Having grown up with a love of the arts, Andrew has been delighted by finding through Aleph the many ways in which creativity thrives in Jewish Renewal. His rabbinic ordination in August, 2004 was a major step in an evolving process through which a secularly raised scholar-teacher has balanced academic and congregational careers. On moving from Cornell University to Wake Forest University in Winston-Salem, NC as a professor of English literature, Andrew developed interests in academic Jewish teaching and congregational religious leadership. Holder of a Ph.D. in English literature from Washington University and a M.S.J.S. in Jewish religion from the Spertus Institute, he has introduced courses in Jewish studies in Wake Forest’s English and Religion departments, Graduate School, and Divinity School, and serves as the Jewish chaplain for the university and its medical school; he has also been preceptor for first-year Wake Forest medical students and taught courses in Jewish scripture for Shaw University’s Divinity School. His three scholarly books include Speaking Silences, connecting modern thought and Jewish tradition.

|---|

APPLY WHAT YOU READ:
1: In the biography of Andrew, which parts of Wake Forest University did he introduce Jewish studies courses in? List each one.
2: Pick up the biography of Andrew after its final sentence and continue writing it.
The material after this point comes from a different source than the biography.

|---|

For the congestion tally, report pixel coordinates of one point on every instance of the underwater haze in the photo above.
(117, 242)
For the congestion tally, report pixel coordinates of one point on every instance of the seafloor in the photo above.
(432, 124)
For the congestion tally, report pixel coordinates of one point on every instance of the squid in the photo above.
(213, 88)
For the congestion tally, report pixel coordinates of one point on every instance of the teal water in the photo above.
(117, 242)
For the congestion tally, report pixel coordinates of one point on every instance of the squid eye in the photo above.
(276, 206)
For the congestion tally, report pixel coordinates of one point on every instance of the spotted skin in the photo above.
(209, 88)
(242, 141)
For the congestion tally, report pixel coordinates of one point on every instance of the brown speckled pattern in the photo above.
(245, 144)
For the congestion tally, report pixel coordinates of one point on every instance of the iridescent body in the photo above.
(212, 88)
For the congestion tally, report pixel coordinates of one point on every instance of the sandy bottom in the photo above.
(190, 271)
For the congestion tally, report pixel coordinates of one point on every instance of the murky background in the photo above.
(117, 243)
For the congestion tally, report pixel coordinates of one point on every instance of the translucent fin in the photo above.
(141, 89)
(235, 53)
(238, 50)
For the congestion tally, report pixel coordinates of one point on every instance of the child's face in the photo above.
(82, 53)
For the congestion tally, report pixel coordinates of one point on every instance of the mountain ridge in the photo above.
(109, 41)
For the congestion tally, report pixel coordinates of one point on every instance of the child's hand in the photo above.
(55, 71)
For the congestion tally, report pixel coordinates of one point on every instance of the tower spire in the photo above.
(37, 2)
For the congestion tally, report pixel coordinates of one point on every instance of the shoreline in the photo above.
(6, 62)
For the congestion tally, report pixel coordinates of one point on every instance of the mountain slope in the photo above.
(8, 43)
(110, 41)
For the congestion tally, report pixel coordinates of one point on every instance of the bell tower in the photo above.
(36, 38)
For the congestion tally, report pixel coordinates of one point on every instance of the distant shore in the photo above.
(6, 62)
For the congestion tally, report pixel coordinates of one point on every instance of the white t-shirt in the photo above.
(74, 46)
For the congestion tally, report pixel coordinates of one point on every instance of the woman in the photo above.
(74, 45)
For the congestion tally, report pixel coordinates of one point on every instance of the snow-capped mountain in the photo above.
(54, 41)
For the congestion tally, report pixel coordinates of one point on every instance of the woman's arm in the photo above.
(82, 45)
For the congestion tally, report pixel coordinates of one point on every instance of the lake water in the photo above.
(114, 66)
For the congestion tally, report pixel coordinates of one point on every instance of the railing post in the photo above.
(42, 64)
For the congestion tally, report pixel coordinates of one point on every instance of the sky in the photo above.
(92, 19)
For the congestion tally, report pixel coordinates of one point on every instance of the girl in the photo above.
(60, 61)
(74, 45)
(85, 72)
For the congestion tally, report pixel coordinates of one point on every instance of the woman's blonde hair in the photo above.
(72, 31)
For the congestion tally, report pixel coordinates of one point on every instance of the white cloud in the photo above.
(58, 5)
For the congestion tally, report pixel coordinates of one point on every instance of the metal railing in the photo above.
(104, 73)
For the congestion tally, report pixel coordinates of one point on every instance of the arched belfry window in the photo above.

|---|

RESULTS OF THE TASKS:
1: English department, Religion department, Graduate School, Divinity School

2:
Andrew’s religious work has been in one-congregation communities, often as Judaism’s principal public representative. For over fourteen years he has been the spiritual leader of Temple Israel in Salisbury, NC, interspersed with two one-year stints as the full-time acting rabbi of Winston-Salem’s Temple Emanuel (a Reform congregation); he also advises the active fledging Concord, NC Havurat Olam. He was the religious director for the Blumenthal Home for the Aged and has served on boards of the Reform movement. Active in programs with the Christian, African American and Muslim communities, Andrew was honored with his university’s community service award for his work on behalf of the Jewish community and interfaith dialogue.
A singer and story-teller as well as a lecturer and scholar, Andrew also strives to be an attentive listener, thoughtful counselor, and an activist for progressive causes, especially gender and minority issues. He is glad to have spent most of his life in households with strong women, beginning in Jersey City and Newark, NJ with his grandmother Birdie Grace Vogel and mother Cecil Ruth Ettin, z’l, secular Jews who worked hard, read avidly, and cared about social justice. He was named for his maternal great-grandfather, Andrew Vogel, a kindly, self-educated man devoted to his family, opera, art, modern ideas and Judaism. Andrew’s unofficial teachers to this day include Carole M. Stuart and their adult daughters Emily Katherine Stuart and Anna Katherine Ettin. Carole and Andrew enjoy traveling, cooking (and eating), wine, books and music.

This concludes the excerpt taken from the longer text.